__WHAT YOU ARE ASKED TO DO__: Give a verbatim repeat of the lines that run from the line containing "Expected: one point per instance of the white car, each" to the end of the data below.

__MATERIAL FOR THIS TASK__:
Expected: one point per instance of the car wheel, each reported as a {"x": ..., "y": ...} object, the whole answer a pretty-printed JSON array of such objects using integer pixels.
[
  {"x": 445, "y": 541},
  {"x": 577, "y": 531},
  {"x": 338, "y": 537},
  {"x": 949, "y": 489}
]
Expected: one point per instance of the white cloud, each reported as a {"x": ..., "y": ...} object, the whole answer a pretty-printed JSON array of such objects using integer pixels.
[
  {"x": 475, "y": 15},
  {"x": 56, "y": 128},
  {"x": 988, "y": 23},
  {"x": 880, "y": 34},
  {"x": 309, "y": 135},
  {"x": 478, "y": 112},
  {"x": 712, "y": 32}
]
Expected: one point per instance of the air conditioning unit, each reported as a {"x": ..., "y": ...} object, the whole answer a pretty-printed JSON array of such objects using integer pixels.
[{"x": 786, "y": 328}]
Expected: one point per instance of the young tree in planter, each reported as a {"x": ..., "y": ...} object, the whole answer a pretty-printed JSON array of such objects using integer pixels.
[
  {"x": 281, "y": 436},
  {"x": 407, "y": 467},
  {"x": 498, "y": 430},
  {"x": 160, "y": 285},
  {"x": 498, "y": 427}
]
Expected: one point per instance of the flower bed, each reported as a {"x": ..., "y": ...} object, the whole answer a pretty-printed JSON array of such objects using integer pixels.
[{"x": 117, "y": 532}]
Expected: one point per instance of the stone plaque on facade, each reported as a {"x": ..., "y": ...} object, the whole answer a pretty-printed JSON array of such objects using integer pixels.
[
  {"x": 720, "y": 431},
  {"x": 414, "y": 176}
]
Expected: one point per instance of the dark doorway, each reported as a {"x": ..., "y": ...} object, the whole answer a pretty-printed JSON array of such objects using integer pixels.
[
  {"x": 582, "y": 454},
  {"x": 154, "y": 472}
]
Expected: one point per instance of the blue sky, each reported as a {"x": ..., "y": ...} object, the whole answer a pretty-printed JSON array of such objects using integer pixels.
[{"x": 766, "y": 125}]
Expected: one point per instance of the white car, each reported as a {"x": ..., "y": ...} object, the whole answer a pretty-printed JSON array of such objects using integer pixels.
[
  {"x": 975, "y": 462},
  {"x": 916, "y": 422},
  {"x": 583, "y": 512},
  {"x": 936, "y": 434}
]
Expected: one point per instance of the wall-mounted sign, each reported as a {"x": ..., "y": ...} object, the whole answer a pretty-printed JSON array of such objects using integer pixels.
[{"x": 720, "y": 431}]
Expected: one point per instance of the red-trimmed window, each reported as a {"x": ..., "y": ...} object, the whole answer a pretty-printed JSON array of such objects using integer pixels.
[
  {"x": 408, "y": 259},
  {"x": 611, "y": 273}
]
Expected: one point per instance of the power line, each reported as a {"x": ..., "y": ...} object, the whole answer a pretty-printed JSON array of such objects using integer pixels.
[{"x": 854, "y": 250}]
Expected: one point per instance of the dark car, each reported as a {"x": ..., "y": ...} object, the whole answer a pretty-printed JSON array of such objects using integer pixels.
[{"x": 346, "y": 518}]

__FULL OUTPUT__:
Expected: one point per instance of the white car, each reported as a {"x": ..., "y": ...} object, the whole answer a pretty-printed JSON array of such objects using integer pixels.
[
  {"x": 975, "y": 462},
  {"x": 916, "y": 422},
  {"x": 583, "y": 512},
  {"x": 936, "y": 434}
]
Expected: one point per instance of the wall-mounted sign, each reported as a {"x": ..., "y": ...} object, the whole answer a pretty-printed JSON array of such objects using integer pixels.
[{"x": 720, "y": 431}]
Expected: one point per instance of the red-trimmed window, each reported as a {"x": ..., "y": ...} object, the whole answer a pretty-printed JSON array of such objects using integer pixels.
[
  {"x": 408, "y": 259},
  {"x": 611, "y": 273}
]
Expected: one point per instance of the power line, each reported as a {"x": ..., "y": ...} object, the whole answer a pretty-printed JSON array of such objects using integer pixels.
[{"x": 854, "y": 250}]
Expected: one point per instance of the dark car, each reported as a {"x": ..., "y": ...} object, the whole answer a pretty-printed JSON array of such objects using integer pixels.
[{"x": 346, "y": 518}]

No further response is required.